## Given problem
Please find every line in the records below that contains the word "wheel" and copy each of those lines.

%%

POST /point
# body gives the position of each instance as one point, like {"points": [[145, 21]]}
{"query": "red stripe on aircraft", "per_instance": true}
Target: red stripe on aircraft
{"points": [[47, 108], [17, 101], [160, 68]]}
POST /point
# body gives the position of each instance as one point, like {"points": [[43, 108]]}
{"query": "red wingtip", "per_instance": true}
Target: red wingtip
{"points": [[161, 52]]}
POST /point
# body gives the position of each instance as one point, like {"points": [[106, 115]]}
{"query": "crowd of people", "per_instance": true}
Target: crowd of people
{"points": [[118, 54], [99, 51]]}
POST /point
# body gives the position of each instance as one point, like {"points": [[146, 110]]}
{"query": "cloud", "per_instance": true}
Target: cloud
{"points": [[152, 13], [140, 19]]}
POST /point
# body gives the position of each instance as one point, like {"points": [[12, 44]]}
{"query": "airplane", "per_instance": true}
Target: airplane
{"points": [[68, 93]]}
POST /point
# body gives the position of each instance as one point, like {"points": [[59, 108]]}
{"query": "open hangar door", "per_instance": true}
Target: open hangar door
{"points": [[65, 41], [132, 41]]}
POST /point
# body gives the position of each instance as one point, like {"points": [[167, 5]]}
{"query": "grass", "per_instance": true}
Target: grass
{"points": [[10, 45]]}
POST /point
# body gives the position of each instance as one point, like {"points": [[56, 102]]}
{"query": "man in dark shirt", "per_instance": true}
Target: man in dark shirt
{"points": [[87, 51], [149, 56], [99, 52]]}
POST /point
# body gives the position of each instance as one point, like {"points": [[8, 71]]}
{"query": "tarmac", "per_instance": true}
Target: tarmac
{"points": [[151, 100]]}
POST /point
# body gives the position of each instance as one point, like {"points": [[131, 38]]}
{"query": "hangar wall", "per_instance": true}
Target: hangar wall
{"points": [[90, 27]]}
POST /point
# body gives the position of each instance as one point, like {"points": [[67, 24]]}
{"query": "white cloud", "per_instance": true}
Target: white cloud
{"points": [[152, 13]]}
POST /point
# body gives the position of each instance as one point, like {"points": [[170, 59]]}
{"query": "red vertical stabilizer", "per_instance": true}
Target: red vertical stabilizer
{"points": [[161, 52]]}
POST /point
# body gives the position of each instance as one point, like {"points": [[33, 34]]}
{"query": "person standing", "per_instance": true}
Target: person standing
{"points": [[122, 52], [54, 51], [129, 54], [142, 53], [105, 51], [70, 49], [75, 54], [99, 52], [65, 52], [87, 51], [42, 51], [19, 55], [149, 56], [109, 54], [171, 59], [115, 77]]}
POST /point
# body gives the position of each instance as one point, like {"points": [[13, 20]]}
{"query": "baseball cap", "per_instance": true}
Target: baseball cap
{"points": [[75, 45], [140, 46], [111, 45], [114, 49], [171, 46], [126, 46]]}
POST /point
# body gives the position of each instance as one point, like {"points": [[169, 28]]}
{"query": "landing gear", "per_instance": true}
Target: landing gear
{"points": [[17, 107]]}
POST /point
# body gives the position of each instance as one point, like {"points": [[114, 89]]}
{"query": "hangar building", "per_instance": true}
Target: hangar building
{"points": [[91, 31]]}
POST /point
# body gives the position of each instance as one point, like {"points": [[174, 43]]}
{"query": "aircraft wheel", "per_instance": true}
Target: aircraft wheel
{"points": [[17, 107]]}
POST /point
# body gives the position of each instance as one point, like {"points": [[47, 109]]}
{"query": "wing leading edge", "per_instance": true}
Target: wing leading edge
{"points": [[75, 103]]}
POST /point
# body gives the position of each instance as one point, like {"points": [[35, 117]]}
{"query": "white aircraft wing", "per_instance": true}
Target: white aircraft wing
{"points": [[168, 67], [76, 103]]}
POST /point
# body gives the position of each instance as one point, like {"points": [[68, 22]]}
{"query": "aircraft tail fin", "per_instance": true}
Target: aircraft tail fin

%%

## Worked solution
{"query": "aircraft wheel", "per_instance": true}
Target: aircraft wheel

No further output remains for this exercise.